> _ÉNONCÉ_: Recopiez fidèlement le passage de l'article sur la mission canadienne à Kaboul qui commence par « Intéressant. Il n’y » et se poursuit jusqu'à « trois prochaines années. ».

> _TEXTE FOURNI_:
================

L’issue À Kaboul: Partie 1 – La Ville À La Guerre

Un soldat du 3e Bataillon du PPCLI inspecte un lance-missiles russe à Kaboul. [PHOTO : ADAM DAY]

Un soldat du 3e Bataillon du PPCLI inspecte un lance-missiles russe à Kaboul.
PHOTO : ADAM DAY

Les soldats du camp Blackhorse ne se préoccupent pas de l’ironie. Ils font partie du 3e Bataillon du Princess Patricia’s Canadian Light Infantry, et il n’y a pas de soldats plus endurcis au combat. Au début du mois de novembre dernier, quand ils commençaient à s’activer à leur nouvelle tâche qui était d’entrainer l’armée afghane, ils étaient déjà grincheux : leur nouvelle mission n’avait rien d’intéressant à leurs yeux.

Un caporal que j’avais rencontré au Panjwai me fit faire le tour de leur terrain d’instruction. C’était un endroit, dans une plaine élevée au-dessus de Kaboul, où ils enseignaient aux compa-gnies de l’armée afghane à survivre au combat en tant qu’unité. Le terrain d’instruction, grand, était fort peu protégé.

« Est-ce que l’ennemi monte jusqu’ici? », lui demandai-je.

« Ouais », me répondit le caporal en indiquant le terrain vallonneux de la tête. « Quelqu’un a essayé de planter un EEI sur la route, là-bas. »

Il s’arrêta un instant.

« Mais il s’est fait sauter lui-même. »

Intéressant. Il n’y a qu’en Afghanistan qu’un terrain d’instruction et un champ de bataille peuvent être un seul et même endroit.

Le caporal n’était pas vraiment intéressé; il était simplement content que l’ennemi se fût fait sauter lui-même.

Partout dans Kaboul et au-delà, au nord, les Canadiens se trouvent à nouveau au cœur de la mission qui a pour objet de mettre de l’ordre en Afghanistan.

La mission est tout à fait différente des précédentes. Maintenant, il s’agit de former les Afghans afin qu’ils les remplacent au combat. C’est un grand effort bureaucratique, qui frustre souvent les soldats qui le fournissent, que de recruter, de former et de déployer des milliers d’agents de sécurité afghans au cours des trois prochaines années.

Bien qu’il soit clair que l’instruction sur le terrain n’est pas finie, le Canada et l’OTAN ont les yeux rivés sur la sortie; le conflit dure depuis plus de dix ans et tout a une fin, même cette guerre qui est la plus longue de l’histoire canadienne.

Les pages qui suivent racontent l’histoire de la stratégie de l’issue finale de l’OTAN, le dernier chapitre de ce qui est devenu une grosse impasse couteuse.

Il est fort probable que le Canada quitte l’Afghanistan en 2014. Les États-Unis aussi. Et l’OTAN. Peut-être pas entièrement, car certaines relations demeureront, mais la plus grande partie des combattants seront partis. Et, au grand désespoir des dirigeants militaires, la date limite de ce retrait a été rendue publique. L’ennemi sait donc aussi ce qu’il va se passer.

================

> _DONNÉES FOURNIES_:

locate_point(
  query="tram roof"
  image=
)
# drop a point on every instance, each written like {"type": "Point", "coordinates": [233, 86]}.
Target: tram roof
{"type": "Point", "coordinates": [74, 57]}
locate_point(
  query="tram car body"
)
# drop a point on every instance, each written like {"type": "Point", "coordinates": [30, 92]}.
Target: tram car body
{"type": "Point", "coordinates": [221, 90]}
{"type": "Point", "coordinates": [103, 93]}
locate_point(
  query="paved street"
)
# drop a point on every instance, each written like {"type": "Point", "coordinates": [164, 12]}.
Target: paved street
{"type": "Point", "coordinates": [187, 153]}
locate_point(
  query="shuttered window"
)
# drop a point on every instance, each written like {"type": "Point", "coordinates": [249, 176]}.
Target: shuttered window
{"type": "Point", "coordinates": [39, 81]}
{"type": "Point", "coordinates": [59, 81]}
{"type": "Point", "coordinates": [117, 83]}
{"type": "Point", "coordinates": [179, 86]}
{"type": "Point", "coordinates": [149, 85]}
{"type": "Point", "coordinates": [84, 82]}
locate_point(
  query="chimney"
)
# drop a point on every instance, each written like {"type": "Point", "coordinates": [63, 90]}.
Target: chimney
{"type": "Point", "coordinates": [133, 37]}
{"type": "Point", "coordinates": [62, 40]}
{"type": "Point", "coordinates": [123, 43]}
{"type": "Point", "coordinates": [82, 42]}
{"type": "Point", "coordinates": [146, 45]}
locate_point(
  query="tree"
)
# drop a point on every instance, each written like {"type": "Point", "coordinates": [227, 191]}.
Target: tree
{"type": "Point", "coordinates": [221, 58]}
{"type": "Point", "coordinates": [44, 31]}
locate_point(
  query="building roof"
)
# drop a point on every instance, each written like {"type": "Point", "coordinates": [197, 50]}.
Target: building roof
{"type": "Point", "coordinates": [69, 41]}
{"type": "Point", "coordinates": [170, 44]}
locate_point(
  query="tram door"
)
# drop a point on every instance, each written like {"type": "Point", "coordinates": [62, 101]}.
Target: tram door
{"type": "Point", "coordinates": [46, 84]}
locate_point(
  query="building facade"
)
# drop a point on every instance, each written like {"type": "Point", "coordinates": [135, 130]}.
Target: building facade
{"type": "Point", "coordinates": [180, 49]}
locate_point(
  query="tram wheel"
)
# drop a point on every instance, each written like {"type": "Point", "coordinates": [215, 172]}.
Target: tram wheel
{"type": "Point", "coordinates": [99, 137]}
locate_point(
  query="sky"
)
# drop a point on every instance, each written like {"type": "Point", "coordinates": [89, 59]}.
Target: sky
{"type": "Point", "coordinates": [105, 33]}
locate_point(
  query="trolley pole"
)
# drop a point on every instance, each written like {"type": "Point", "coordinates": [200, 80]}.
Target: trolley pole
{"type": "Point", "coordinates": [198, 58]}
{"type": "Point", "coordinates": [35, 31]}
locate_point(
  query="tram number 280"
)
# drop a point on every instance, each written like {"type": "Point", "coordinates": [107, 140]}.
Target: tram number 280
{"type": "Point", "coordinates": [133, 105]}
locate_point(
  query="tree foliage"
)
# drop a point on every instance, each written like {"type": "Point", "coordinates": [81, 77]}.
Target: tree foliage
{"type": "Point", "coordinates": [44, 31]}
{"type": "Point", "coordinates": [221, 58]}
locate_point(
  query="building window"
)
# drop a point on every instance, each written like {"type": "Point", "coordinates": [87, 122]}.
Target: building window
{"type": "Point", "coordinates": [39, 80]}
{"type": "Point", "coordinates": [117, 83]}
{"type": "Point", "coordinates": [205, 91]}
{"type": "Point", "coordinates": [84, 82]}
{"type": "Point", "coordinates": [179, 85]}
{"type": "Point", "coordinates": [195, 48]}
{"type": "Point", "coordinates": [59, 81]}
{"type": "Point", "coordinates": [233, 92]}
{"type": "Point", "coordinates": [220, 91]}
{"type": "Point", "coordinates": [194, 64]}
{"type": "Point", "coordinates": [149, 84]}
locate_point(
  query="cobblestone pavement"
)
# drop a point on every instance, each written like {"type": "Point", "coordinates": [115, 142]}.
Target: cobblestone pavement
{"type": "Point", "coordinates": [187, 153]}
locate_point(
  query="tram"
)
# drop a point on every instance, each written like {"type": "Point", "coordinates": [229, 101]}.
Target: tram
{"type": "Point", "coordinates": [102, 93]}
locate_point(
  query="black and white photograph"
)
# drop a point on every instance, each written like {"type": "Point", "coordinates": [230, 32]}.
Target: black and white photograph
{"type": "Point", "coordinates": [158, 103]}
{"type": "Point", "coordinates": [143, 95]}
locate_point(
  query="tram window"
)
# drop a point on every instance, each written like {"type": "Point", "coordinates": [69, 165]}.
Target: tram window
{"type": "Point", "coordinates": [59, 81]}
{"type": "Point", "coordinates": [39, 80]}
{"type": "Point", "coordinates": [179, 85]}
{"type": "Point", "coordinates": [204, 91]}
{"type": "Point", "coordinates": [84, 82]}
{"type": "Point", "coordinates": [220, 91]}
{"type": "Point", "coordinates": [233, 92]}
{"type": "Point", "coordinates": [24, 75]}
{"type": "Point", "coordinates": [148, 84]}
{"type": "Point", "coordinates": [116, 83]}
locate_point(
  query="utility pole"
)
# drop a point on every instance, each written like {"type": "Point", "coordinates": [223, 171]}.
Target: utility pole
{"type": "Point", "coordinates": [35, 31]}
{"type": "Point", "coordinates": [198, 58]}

================

> _RÉSULTAT ATTENDU_:
Intéressant. Il n’y a qu’en Afghanistan qu’un terrain d’instruction et un champ de bataille peuvent être un seul et même endroit.

Le caporal n’était pas vraiment intéressé; il était simplement content que l’ennemi se fût fait sauter lui-même.

Partout dans Kaboul et au-delà, au nord, les Canadiens se trouvent à nouveau au cœur de la mission qui a pour objet de mettre de l’ordre en Afghanistan.

La mission est tout à fait différente des précédentes. Maintenant, il s’agit de former les Afghans afin qu’ils les remplacent au combat. C’est un grand effort bureaucratique, qui frustre souvent les soldats qui le fournissent, que de recruter, de former et de déployer des milliers d’agents de sécurité afghans au cours des trois prochaines années.